── RECORDS ──

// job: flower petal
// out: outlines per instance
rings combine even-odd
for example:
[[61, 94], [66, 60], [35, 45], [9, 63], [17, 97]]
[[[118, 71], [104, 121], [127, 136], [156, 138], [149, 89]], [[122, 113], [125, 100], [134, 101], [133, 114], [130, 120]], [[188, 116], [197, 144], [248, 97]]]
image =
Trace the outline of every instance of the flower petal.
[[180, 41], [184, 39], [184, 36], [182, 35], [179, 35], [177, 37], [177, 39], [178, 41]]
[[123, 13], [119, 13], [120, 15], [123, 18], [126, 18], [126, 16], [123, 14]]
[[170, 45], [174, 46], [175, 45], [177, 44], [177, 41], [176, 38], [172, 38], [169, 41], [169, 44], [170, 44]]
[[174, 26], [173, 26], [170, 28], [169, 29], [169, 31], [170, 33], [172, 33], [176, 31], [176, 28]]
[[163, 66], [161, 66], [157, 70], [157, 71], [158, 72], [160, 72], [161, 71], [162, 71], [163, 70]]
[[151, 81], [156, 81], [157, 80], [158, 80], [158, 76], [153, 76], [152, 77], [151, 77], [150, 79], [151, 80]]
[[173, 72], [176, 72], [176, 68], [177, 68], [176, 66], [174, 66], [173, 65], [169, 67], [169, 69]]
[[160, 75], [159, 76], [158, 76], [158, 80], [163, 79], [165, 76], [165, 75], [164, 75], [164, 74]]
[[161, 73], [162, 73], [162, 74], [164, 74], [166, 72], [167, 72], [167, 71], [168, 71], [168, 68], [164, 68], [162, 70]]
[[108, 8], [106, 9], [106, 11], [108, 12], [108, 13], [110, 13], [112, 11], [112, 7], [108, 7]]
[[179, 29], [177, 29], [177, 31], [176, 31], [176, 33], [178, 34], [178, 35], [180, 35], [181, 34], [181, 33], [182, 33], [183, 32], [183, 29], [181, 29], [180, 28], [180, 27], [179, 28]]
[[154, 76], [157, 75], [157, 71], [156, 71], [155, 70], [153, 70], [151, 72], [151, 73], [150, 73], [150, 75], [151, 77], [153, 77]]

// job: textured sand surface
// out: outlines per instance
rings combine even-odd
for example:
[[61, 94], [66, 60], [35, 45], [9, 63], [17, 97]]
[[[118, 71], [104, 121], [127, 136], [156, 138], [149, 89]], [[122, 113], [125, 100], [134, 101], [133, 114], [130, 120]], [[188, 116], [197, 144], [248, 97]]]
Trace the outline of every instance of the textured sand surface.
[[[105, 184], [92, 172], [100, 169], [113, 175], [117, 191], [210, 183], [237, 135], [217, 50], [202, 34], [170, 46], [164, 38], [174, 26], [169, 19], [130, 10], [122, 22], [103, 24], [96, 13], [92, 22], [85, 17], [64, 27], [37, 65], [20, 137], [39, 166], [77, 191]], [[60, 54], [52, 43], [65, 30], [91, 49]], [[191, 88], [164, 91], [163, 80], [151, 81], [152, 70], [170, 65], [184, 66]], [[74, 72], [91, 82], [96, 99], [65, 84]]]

───
── RECORDS ──

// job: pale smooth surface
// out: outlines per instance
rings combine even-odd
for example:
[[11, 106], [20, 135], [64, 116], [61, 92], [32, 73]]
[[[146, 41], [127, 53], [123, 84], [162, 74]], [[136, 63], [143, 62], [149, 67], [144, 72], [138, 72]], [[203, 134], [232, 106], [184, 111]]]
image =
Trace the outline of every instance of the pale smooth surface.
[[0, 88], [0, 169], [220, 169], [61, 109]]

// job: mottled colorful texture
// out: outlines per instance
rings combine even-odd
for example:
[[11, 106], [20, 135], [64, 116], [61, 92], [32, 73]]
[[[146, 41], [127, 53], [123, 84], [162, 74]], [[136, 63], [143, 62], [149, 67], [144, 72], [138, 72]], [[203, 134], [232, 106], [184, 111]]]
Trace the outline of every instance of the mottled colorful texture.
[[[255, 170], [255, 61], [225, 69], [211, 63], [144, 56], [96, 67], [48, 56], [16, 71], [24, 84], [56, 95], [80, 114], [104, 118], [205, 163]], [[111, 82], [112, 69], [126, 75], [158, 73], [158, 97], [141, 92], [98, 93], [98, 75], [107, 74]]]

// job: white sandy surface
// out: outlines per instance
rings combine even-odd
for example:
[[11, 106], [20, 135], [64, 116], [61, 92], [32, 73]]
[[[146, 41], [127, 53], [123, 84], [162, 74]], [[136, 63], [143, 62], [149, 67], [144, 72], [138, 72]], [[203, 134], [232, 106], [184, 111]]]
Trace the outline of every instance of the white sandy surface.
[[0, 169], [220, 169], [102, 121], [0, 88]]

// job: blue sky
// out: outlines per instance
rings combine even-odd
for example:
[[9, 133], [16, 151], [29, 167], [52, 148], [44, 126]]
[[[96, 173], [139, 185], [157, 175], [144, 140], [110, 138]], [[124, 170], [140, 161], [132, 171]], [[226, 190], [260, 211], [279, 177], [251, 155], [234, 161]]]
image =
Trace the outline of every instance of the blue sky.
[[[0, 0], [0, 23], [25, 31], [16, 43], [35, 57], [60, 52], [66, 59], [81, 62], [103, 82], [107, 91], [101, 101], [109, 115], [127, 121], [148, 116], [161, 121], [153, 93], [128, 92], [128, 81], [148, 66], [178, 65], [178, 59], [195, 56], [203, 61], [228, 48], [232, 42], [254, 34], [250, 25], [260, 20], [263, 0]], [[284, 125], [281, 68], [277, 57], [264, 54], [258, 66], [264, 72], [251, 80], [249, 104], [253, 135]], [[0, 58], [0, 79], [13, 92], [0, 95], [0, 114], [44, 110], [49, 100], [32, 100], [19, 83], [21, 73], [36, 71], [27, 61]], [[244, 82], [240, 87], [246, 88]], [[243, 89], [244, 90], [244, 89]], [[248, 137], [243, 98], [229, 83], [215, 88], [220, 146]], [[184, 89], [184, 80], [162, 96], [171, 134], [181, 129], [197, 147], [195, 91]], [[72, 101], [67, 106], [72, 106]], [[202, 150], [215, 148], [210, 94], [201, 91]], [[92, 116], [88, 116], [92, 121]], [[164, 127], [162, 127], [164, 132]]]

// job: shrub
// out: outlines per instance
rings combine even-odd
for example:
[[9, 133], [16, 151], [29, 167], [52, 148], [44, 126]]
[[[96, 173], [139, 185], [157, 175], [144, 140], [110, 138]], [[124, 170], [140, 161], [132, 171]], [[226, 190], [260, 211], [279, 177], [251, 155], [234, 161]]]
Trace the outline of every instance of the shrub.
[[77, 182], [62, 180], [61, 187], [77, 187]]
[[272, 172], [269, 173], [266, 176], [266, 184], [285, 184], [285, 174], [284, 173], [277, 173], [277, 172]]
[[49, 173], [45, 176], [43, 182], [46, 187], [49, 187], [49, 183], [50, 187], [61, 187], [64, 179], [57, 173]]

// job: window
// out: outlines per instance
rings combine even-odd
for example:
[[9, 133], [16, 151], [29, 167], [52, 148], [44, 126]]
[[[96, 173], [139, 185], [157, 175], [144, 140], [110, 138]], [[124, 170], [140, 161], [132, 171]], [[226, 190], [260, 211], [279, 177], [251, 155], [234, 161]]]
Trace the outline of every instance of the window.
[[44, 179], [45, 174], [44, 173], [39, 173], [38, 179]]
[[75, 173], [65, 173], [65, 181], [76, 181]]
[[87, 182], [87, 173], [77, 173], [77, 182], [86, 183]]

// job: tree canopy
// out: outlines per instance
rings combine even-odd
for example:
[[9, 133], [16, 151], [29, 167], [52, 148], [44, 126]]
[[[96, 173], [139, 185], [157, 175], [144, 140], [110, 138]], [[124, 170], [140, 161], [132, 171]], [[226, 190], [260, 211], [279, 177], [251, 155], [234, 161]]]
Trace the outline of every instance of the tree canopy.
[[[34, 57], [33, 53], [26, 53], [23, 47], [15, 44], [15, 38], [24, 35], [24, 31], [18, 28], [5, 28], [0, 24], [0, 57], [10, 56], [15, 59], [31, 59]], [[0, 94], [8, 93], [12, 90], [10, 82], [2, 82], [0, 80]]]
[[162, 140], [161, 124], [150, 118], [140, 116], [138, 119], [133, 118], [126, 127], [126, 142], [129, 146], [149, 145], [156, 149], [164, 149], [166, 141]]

───
── RECORDS ──

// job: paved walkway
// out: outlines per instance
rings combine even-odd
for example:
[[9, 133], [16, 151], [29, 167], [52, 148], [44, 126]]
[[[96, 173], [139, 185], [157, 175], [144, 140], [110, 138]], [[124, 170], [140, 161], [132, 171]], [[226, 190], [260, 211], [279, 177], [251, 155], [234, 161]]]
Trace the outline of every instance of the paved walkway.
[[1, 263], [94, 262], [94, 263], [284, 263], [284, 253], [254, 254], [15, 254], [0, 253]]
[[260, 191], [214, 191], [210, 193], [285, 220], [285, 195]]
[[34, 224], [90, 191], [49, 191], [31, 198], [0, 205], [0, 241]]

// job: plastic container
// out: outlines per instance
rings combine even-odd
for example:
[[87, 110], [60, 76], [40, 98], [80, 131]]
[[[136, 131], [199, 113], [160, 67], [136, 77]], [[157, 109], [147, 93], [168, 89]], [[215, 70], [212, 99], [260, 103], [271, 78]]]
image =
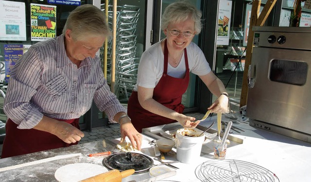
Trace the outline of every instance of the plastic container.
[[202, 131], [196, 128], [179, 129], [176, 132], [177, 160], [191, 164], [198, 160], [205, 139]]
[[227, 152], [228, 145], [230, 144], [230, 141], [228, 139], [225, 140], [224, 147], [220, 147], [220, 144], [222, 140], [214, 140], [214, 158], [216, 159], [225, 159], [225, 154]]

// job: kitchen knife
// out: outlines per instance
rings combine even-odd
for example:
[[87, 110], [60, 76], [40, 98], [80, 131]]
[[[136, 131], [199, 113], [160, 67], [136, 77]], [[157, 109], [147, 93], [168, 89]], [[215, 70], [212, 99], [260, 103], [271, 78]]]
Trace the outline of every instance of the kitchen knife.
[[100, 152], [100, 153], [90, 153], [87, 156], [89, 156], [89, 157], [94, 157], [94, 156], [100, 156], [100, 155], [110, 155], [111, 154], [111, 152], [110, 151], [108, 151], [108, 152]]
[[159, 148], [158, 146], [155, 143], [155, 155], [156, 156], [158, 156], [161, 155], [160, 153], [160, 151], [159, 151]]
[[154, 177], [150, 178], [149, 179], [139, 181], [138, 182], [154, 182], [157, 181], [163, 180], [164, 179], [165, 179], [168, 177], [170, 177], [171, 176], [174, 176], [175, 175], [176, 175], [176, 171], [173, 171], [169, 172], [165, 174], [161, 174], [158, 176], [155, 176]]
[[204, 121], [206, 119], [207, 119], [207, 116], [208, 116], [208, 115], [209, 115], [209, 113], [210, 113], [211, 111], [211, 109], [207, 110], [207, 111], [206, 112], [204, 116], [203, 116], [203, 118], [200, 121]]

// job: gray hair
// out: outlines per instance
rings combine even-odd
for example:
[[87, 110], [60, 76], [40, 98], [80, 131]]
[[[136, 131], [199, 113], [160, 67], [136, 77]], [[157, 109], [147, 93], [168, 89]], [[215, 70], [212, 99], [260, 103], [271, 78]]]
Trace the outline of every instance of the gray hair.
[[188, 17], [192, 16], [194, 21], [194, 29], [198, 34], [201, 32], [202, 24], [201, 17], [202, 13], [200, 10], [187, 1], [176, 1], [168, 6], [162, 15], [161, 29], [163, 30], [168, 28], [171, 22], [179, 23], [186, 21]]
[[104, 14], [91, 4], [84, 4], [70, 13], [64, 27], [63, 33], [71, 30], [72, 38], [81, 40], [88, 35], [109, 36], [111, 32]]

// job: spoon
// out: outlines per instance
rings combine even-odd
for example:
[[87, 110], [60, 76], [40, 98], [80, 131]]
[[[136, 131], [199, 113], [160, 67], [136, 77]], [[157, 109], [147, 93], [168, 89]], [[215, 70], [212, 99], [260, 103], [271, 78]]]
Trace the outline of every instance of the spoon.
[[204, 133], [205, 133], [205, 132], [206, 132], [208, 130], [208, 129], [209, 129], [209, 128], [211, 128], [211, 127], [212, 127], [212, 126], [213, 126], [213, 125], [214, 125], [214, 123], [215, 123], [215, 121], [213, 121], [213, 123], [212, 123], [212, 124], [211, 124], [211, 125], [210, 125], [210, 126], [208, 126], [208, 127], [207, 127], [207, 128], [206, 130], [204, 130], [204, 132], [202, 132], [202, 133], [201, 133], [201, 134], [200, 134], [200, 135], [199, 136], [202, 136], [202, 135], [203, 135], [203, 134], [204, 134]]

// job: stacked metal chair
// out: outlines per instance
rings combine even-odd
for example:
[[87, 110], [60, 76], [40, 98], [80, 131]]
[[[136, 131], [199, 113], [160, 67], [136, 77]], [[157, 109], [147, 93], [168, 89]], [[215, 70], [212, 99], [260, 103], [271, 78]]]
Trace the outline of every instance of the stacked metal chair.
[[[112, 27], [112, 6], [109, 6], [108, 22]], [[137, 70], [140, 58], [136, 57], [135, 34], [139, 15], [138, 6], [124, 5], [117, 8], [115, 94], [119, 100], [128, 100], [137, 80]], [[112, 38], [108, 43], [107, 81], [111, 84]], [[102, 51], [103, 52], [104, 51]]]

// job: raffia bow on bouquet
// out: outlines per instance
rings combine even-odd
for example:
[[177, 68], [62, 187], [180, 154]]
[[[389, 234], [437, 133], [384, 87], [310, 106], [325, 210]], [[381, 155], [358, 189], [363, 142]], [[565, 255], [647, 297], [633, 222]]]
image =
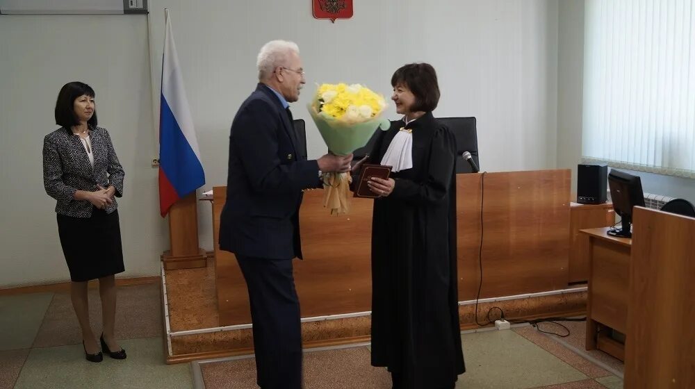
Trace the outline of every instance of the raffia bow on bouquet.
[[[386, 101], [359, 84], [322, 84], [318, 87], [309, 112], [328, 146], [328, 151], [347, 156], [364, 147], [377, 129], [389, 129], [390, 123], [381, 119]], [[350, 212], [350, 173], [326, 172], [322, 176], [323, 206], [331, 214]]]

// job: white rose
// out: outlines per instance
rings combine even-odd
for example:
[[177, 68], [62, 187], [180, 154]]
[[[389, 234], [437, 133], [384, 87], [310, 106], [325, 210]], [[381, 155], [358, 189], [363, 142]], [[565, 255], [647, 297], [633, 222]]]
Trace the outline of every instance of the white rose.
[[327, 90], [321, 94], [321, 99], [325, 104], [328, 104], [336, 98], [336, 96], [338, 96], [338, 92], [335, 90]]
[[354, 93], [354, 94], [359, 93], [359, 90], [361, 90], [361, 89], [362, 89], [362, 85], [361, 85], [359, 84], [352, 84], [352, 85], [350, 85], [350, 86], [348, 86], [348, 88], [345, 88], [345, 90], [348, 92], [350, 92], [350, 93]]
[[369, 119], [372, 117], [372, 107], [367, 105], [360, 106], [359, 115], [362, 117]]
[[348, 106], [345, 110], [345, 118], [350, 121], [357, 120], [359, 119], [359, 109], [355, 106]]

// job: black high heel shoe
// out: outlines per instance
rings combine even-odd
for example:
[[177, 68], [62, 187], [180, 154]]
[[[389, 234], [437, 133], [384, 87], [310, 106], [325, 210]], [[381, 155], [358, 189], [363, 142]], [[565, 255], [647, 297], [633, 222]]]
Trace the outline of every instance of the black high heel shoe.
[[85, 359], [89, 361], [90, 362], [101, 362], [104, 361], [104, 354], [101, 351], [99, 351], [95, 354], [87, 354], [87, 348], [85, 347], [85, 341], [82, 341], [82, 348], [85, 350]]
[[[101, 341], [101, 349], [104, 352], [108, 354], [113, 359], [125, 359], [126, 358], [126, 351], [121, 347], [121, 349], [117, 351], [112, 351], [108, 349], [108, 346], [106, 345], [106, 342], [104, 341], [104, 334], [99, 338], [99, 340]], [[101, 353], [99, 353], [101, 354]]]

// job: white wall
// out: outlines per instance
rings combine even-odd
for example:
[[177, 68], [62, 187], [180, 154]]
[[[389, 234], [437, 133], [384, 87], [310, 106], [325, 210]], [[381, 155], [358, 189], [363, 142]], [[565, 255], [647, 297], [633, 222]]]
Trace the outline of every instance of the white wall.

───

OBJECTIVE: Lay out the entries from the line containing "job: textured sand surface" through the line containing "99], [65, 84]]]" as a numbered list, skipping blank lines.

EXERCISE OUTPUT:
1. // job: textured sand surface
2. // out: outlines per instance
3. rings combine even-odd
4. for example:
5. [[61, 94], [66, 60], [35, 45], [9, 63], [17, 97]]
6. [[[118, 71], [104, 121], [127, 136], [156, 138], [149, 89]], [[122, 113], [125, 100], [134, 101], [133, 114], [130, 120]], [[188, 116], [197, 144], [248, 97]]]
7. Trace the outline of every instance of the textured sand surface.
8. [[[105, 184], [92, 172], [100, 169], [113, 175], [117, 191], [210, 183], [237, 135], [217, 50], [202, 34], [170, 46], [164, 38], [174, 26], [169, 19], [130, 10], [122, 22], [103, 24], [96, 13], [92, 22], [85, 17], [64, 27], [37, 65], [20, 137], [39, 166], [77, 191]], [[60, 54], [52, 43], [65, 30], [91, 49]], [[191, 88], [164, 91], [163, 80], [151, 81], [152, 70], [170, 65], [184, 66]], [[74, 72], [91, 82], [96, 99], [65, 84]]]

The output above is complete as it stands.